__EXTRACT PROVIDED__.
***
Spotlight on The Troubles: A Secret History, BBC Four review - Ulster's bitter sectarian war revisited

Spotlight on The Troubles: A Secret History, BBC Four review - Ulster's bitter sectarian war revisited

Meticulous and horrifying account of 30 years of terror and political chaos

Diligent: presenter Darragh MacIntyre

“The Troubles” is a polite euphemism for the ferocious storm of sectarian violence and political chaos which convulsed Northern Ireland for 30 years, before being brought to a close by 1998’s Good Friday Agreement.

Irish journalist Darragh MacIntyre fronts this seven-part history of those fearful days, and the first instalment of Spotlight on The Troubles: A Secret History (BBC Four) took us from the first stirrings of Catholic versus Protestant conflict in the mid-Sixties to the full-blown horrors of murders, bombings, mass internment and the British Army’s increasingly bloody involvement.

It's hard to believe now that when British soldiers first arrived they were enthusiastically welcomed by the Catholic population, who saw them as protection against the pro-loyalist Royal Ulster Constabulary. Depressingly, support for the Army steadily turned to hatred via such incidents as 1970’s Falls Road Curfew in Belfast, the mass arrests of mostly Catholic nationalists in Operation Demetrius (1971) and the hideous nadir of Bloody Sunday in 1972 (British soldiers in Northern Ireland, pictured below).

Though terrorist outrages have become a dismal fact of contemporary life, the remorseless savagery of the Irish conflict is still shocking to behold, all the more so since this was all happening in our supposedly united kingdom. MacIntyre’s gripping narrative is punctuated with steadily rising casualty figures – 68 dead in March 1971, 175 in November 1971, 238 in January 1972 – and news footage of soldiers beating street protesters or a bloodied woman blinded by a rubber bullet were reminders that this was, in effect, a full-blown war. The archive images are often grainy and blurry, but this lends them extra historical force.
***
__DATA SECTION__.
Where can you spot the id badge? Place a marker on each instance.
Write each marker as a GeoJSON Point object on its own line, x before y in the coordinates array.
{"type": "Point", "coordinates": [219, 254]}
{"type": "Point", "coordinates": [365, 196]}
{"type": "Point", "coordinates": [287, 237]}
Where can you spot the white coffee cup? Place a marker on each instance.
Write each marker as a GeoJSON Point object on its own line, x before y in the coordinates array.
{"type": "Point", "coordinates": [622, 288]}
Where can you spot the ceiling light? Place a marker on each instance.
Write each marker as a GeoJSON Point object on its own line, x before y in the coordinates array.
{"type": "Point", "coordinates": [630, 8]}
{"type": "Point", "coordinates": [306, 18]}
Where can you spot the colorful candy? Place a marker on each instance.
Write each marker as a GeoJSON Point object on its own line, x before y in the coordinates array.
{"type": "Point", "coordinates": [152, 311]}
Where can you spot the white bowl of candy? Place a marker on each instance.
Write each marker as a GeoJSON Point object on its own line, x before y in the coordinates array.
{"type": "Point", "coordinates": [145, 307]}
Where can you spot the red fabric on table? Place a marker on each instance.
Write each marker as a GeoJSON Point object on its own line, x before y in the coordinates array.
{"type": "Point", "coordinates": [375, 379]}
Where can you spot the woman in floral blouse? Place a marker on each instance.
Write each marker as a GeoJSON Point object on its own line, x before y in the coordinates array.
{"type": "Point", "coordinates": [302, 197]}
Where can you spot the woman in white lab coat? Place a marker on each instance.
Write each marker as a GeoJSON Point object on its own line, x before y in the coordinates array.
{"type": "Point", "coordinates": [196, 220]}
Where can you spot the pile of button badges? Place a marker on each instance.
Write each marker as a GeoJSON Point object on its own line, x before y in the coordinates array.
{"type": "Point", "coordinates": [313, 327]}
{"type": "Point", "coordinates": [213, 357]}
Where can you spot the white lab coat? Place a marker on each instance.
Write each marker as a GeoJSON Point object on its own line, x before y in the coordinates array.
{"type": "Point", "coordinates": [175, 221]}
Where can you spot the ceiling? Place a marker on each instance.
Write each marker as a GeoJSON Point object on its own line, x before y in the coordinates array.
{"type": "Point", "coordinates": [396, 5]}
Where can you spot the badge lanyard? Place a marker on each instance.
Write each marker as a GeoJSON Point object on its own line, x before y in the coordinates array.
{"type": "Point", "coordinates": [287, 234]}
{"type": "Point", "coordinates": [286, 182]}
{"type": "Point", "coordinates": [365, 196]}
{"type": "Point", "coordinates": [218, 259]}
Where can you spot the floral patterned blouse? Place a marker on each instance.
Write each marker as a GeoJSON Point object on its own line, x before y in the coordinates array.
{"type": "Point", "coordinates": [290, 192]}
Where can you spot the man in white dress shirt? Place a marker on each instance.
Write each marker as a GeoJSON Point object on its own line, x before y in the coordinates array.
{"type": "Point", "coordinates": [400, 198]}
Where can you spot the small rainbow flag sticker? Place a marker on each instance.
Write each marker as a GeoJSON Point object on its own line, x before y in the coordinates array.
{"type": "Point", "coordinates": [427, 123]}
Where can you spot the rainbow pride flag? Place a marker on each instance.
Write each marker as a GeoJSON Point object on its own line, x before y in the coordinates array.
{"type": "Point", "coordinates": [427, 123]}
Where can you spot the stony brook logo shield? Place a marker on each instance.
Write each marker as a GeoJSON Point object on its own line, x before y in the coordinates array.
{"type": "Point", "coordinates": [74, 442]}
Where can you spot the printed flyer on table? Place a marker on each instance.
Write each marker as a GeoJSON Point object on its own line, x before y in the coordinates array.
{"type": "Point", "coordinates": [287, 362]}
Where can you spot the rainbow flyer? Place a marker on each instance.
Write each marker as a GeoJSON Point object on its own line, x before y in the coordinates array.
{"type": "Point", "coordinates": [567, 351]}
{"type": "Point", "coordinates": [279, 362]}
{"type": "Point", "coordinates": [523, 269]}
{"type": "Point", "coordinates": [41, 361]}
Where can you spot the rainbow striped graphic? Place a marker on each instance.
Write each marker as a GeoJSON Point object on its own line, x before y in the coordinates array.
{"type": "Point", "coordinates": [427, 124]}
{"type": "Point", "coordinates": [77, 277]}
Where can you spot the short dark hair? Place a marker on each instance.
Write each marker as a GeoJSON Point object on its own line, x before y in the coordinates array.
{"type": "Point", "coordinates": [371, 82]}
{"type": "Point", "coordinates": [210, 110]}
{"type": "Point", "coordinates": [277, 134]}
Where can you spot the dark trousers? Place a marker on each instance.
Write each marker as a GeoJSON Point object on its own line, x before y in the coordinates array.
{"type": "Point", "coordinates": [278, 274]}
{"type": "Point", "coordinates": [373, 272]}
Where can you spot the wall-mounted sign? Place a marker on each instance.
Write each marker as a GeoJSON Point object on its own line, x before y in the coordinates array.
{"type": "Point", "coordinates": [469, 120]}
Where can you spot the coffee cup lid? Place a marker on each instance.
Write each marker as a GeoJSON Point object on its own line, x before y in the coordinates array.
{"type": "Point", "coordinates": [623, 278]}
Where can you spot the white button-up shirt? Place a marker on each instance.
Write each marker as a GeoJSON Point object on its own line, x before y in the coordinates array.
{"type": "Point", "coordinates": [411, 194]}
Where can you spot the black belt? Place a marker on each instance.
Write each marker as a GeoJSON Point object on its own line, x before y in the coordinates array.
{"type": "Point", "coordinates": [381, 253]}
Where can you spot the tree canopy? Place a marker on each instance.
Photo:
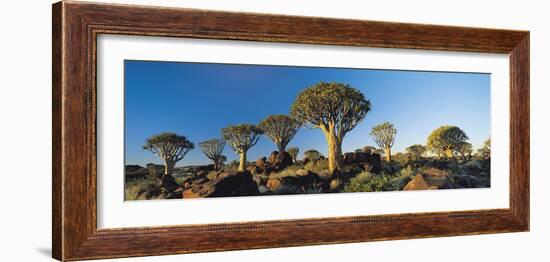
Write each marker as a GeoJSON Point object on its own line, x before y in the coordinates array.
***
__GIVEN INSTRUCTION A__. Please explain, in one to three sentences, why the review of the Troubles documentary says the Catholic population at first welcomed the British soldiers.
__GIVEN INSTRUCTION B__. Pick up the review of the Troubles documentary after its final sentence and carry it on.

__EXPECTED ANSWER A__. The Catholic population welcomed the British soldiers because they saw them as protection against the pro-loyalist Royal Ulster Constabulary.

__EXPECTED ANSWER B__.
MacIntyre has ferreted out interviews with participants from all sides, from British army officers to politicians and former IRA men, and you get the sense that nobody involved has slept very easily since. The political background was deftly sketched in, with successive Irish Prime Ministers (Terence O’Neill, James Chichester-Clark and Brian Faulkner) all trying to put on a brave face as the situation disintegrated catastrophically before their eyes.

Particularly chilling was previously un-broadcast footage of young IRA man Martin McGuinness – later a minister in the Northern Ireland Assembly – involved in preparing a car bomb which exploded in Derry, an event which prompted Westminster to take over security powers in Northern Ireland, leading to the collapse of the Stormont government. “It was a great achievement,” according to another of MacIntyre’s interviewees, former IRA member Des Long. Meanwhile, the claim by a former army officer that the Reverend Ian Paisley funded a loyalist terror group has already caused a furore in Ireland. It’s likely that MacIntyre has plenty more startling revelations to come.